Exercise instructions.
A) In the caregiver resistance passage, what do caregivers write on the Friendship Center's whiteboard at morning drop off?
B) Quote the caregiver resistance passage word for word, everything from "Caregiver Resistance" down to "with various activities.".

Document passage.
┌──

Caregiver Resistance
Sometimes social workers may meet resistance even after employing all of their psychosocial counseling skills. Hoye says the reality of using an adult day center is challenging for many, and that often an older adult’s spouse or children feel bad about leaving their loved one for the day. She often asks them to remember the first day of kindergarten, reminding them how hard it was to leave behind their loved one but also reassuring them that it’s good medicine for them to be away for just a few hours while their loved one is kept stimulated with various activities.

“It’s not necessarily the easiest choice for most people, but it’s the best choice,” Nicolosi says. She has seen evidence that such programs “reduce isolation, increase conditioning, and often lead to positive long-lasting intimate relationships as well as late-life discoveries about talents and desires.”

When memory loss is involved, other factors need to be considered by family members. The Friendship Center utilizes a whiteboard, where at morning drop off, caregivers write their name and their pickup time in their own handwriting. If the participant becomes anxious or confused about where his or her loved one went, the staff simply takes the white board to the elder and points to the loved one’s arrival time. “This program has been very successful here,” Hoye and Jorgensen say.

At the end of the day, it is not uncommon for individuals with Alzheimer’s disease or another form of dementia to forget whether they enjoyed being at the center. In fact, Nadeau says, “Participants sometimes come home saying they didn’t have fun and that it was a horrible place. However, when family members speak with staff, they find out that this was not at all the case, but it could be that the participant just forgot.”

└──

Saved entries

┌──

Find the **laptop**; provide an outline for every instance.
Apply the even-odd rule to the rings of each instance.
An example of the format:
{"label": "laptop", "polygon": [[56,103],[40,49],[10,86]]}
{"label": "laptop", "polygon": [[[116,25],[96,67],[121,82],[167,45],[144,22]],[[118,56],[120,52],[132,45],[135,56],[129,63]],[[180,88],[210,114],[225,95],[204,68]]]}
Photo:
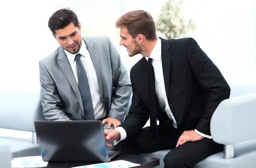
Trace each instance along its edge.
{"label": "laptop", "polygon": [[108,151],[101,121],[35,122],[45,162],[108,162],[119,151]]}

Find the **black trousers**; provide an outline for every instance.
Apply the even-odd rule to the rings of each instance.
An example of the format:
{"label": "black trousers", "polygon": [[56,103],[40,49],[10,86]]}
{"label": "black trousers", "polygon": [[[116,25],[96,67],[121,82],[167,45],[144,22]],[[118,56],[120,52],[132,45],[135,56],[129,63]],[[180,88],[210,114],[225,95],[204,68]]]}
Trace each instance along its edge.
{"label": "black trousers", "polygon": [[208,156],[223,151],[223,145],[205,138],[201,141],[189,142],[175,148],[177,139],[175,129],[159,128],[158,141],[153,145],[149,127],[143,128],[132,138],[125,139],[116,145],[115,150],[134,154],[172,149],[163,161],[166,168],[192,168]]}

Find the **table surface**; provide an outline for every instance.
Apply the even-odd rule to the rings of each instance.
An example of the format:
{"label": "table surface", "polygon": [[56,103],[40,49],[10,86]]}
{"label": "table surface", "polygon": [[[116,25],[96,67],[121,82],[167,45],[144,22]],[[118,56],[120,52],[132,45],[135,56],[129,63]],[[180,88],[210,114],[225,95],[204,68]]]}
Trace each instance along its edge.
{"label": "table surface", "polygon": [[[150,168],[157,166],[160,164],[159,159],[143,156],[134,155],[130,154],[120,154],[113,161],[124,160],[134,163],[139,164],[140,166],[134,168]],[[73,167],[80,166],[96,164],[88,162],[49,162],[47,168],[71,168]]]}

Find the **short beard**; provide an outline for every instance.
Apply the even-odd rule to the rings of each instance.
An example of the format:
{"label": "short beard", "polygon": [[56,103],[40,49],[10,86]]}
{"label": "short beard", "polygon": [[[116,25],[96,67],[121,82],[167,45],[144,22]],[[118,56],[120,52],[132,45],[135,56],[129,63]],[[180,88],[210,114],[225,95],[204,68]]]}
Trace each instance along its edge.
{"label": "short beard", "polygon": [[78,45],[78,48],[77,48],[77,50],[76,51],[76,50],[73,50],[73,51],[67,51],[67,52],[71,53],[72,54],[75,54],[77,53],[78,52],[79,52],[79,51],[80,49],[80,47],[81,46],[81,44],[82,43],[82,37],[81,37],[81,40],[80,40],[80,42],[79,43],[77,43],[77,45]]}

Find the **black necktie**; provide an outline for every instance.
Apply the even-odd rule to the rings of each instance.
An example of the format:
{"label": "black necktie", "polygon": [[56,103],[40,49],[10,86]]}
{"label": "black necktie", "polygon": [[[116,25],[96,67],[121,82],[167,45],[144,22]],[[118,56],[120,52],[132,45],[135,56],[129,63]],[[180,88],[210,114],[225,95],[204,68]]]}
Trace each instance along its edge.
{"label": "black necktie", "polygon": [[82,61],[80,60],[81,55],[78,54],[76,56],[75,60],[76,61],[76,69],[79,90],[82,97],[83,105],[84,106],[84,120],[95,120],[93,106],[92,101],[92,97],[90,94],[90,86],[86,71]]}
{"label": "black necktie", "polygon": [[[149,88],[153,88],[153,90],[149,91],[150,95],[152,97],[154,97],[153,100],[155,101],[154,103],[155,104],[157,103],[155,102],[156,99],[155,98],[155,76],[154,76],[154,67],[152,65],[152,59],[151,58],[148,58],[148,65],[151,70],[150,72],[148,73],[149,76],[148,79],[151,81],[151,83],[153,83],[152,87],[149,87]],[[150,83],[150,82],[149,83]],[[149,85],[150,84],[149,83]],[[156,105],[155,105],[155,111],[154,109],[151,109],[151,113],[150,113],[150,132],[152,135],[153,144],[155,144],[158,139],[158,135],[157,134],[157,112],[156,108],[155,108]]]}

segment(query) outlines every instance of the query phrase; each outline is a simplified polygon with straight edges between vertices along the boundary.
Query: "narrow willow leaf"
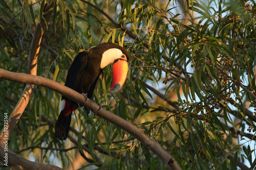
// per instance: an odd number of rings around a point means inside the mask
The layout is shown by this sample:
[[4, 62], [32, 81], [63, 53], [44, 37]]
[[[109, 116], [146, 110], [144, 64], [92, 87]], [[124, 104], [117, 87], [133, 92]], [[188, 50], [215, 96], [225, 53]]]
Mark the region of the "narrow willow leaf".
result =
[[59, 73], [59, 65], [57, 65], [57, 66], [56, 67], [55, 71], [54, 71], [54, 74], [53, 75], [53, 80], [55, 82], [56, 82], [56, 79], [57, 79], [57, 76], [58, 76], [58, 74]]
[[112, 43], [115, 43], [116, 39], [116, 29], [114, 29], [112, 31]]
[[68, 8], [68, 9], [69, 10], [69, 13], [71, 15], [71, 17], [72, 18], [72, 21], [73, 21], [73, 30], [74, 30], [75, 29], [75, 23], [76, 23], [76, 19], [75, 17], [75, 14], [73, 12], [71, 8], [70, 8], [70, 7], [68, 6], [66, 6], [66, 8]]
[[69, 30], [70, 29], [70, 20], [69, 18], [69, 11], [66, 10], [66, 17], [67, 17], [67, 23], [68, 24], [68, 28], [67, 31], [68, 31], [68, 33], [67, 34], [67, 37], [69, 37]]
[[[32, 3], [32, 2], [31, 2]], [[45, 7], [45, 0], [42, 0], [42, 2], [41, 3], [41, 7], [40, 8], [40, 13], [39, 13], [39, 20], [41, 20], [42, 19], [42, 13], [44, 12], [44, 8]]]
[[[32, 3], [32, 2], [31, 2]], [[33, 7], [31, 5], [31, 4], [29, 4], [29, 9], [30, 10], [30, 13], [31, 14], [31, 16], [32, 18], [32, 20], [33, 22], [34, 23], [34, 26], [35, 27], [36, 26], [36, 24], [35, 23], [35, 15], [34, 14], [34, 10], [33, 10]]]

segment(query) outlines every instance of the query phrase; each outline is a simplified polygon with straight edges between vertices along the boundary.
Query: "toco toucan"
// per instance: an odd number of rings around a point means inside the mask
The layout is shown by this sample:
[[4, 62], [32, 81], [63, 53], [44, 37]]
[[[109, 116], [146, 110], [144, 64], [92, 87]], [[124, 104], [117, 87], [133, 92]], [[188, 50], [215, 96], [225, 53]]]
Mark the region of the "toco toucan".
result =
[[[109, 92], [116, 93], [124, 84], [128, 71], [130, 55], [122, 47], [103, 43], [78, 54], [67, 76], [65, 86], [80, 93], [87, 93], [92, 99], [99, 77], [103, 78], [102, 69], [113, 64], [113, 76]], [[55, 124], [55, 136], [66, 140], [69, 134], [72, 111], [77, 109], [77, 103], [62, 95], [59, 116]], [[89, 110], [86, 108], [87, 114]]]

└──

Task-by-task solutions.
A) They write their name and their pickup time in their own handwriting.

B)
Caregiver Resistance
Sometimes social workers may meet resistance even after employing all of their psychosocial counseling skills. Hoye says the reality of using an adult day center is challenging for many, and that often an older adult’s spouse or children feel bad about leaving their loved one for the day. She often asks them to remember the first day of kindergarten, reminding them how hard it was to leave behind their loved one but also reassuring them that it’s good medicine for them to be away for just a few hours while their loved one is kept stimulated with various activities.